# REQUIRED TASK
Switch "dark brown" to "light gray" in each of the items below, leave every other line as it is, and omit the pictures from your output.

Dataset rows
++++++

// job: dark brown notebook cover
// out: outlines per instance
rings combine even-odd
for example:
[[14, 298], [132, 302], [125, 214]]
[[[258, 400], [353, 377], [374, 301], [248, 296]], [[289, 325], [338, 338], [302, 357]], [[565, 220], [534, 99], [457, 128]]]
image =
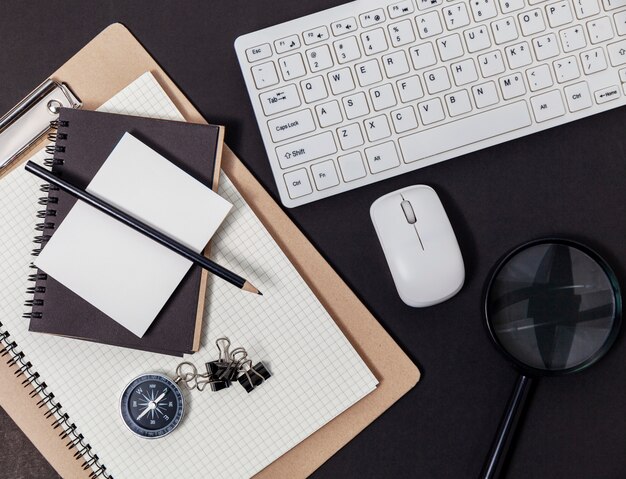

++++++

# RESPONSE TO THE TASK
// job: light gray notebook cover
// out: outlines per instance
rings combine even-odd
for example:
[[14, 298], [132, 302], [125, 214]]
[[[258, 400], [353, 377], [374, 301], [248, 296]], [[289, 325], [338, 338], [302, 357]], [[565, 220], [534, 99], [457, 128]]]
image =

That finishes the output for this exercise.